**AUFGABENSTELLUNG**. Fasse den Absatz des Tourenberichts unten, der mit „Schon vor Jahren bin ich“ beginnt, als knappe Stichpunktliste zusammen, ohne wesentliche Fakten wegzulassen.

**BEREITGESTELLTER AUSZUG**.
- - - - - - -
Über einen brüchigen Rhyolithgrat zum Mauersechseck


Publiziert von Nik Brückner , 5. September 2022 um 15:06. Text und Fotos von den Tourengängern

Region: Welt » Deutschland » Südwestliche Mittelgebirge » Odenwald
Tour Datum:15 Juli 2007
Wandern Schwierigkeit: T5+ - anspruchsvolles Alpinwandern
Klettern Schwierigkeit: I (UIAA-Skala)
Wegpunkte:
Geo-Tags: D 
Zeitbedarf: 1:30
Aufstieg: 250 m
Abstieg: 250 m
Strecke:3 Kilometer

Schon vor Jahren bin ich mal auf der Suche nach einer fast nicht mehr vorhandenen Burg gewsen: dem Mauersechseck. Diese Ruine, die einst auch Waldsberg oder Wolfsgrund genannt wurde, ist der Rest eines aus einem burgähnlichen Ansitz hervorgegangenen mittelalterlichen Herrenhofs. Leider ist davon kaum noch etwas zu sehen, da das Gebäude stark verfallen und das Gelände stark zugewachsen ist. Ich wollte trotzdem hin, weil ich die Ruine noch nicht kannte.
- - - - - - -
**DATENSATZEINTRÄGE**.
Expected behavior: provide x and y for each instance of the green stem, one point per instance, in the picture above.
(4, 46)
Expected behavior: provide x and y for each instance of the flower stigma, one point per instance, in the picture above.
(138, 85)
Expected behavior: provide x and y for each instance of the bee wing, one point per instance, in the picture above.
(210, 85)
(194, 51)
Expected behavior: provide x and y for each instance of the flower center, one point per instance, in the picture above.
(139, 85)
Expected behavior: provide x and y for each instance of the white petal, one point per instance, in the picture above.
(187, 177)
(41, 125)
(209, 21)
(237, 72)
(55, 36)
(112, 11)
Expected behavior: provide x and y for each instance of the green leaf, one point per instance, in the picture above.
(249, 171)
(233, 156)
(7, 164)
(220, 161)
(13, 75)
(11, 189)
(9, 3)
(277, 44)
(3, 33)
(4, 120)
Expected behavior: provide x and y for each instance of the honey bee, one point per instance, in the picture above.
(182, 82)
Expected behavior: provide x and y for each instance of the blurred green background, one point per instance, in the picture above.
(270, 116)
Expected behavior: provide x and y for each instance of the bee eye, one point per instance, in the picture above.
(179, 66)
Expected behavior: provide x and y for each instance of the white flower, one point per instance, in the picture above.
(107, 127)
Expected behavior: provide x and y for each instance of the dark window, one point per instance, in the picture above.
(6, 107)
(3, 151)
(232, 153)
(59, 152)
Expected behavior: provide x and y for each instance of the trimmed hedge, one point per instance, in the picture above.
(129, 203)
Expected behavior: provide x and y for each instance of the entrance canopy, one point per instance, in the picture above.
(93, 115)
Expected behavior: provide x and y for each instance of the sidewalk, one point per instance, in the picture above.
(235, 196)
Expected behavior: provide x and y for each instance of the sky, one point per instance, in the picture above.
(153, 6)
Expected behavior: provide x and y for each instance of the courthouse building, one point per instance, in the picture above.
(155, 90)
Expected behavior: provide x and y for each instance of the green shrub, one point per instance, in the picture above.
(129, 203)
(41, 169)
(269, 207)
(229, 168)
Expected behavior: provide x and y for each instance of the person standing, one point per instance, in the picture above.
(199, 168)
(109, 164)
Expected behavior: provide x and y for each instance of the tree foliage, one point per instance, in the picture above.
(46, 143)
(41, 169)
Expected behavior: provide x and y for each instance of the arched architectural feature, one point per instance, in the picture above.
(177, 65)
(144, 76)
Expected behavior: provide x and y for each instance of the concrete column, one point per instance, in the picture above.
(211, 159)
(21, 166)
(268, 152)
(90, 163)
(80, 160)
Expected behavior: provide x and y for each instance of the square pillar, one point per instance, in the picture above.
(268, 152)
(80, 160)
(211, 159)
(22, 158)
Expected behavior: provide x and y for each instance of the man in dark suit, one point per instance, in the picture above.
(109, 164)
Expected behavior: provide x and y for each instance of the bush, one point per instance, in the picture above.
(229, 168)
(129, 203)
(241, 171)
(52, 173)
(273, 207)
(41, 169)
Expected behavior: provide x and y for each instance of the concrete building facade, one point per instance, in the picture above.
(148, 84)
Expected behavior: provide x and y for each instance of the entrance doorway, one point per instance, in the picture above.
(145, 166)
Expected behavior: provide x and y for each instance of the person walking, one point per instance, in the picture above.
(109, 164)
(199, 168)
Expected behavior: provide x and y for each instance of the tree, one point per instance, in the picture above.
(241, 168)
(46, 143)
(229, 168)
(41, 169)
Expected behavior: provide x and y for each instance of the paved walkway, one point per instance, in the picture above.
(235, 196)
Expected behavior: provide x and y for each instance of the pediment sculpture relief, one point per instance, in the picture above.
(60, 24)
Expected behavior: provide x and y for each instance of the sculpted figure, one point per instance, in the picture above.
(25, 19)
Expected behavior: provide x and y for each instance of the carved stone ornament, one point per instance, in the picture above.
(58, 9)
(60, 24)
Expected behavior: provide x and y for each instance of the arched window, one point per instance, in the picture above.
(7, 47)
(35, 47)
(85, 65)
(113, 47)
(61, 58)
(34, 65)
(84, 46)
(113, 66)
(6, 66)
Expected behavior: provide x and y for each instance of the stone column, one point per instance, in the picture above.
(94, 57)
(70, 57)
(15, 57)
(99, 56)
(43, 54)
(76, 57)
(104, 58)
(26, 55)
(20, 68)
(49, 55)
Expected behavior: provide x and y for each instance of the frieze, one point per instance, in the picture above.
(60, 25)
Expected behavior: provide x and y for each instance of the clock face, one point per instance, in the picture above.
- - - - - - -
**SCHRIFTLICHE LÖSUNG**.
- Schon vor Jahren gesucht: das Mauersechseck, eine fast nicht mehr vorhandene Burg
- Frühere Namen der Ruine: Waldsberg oder Wolfsgrund
- Herkunft: Rest eines mittelalterlichen Herrenhofs, der aus einem burgähnlichen Ansitz hervorging
- Zustand: Gebäude stark verfallen, Gelände stark zugewachsen, kaum noch etwas zu sehen
- Grund für den Besuch: Die Ruine war noch unbekannt.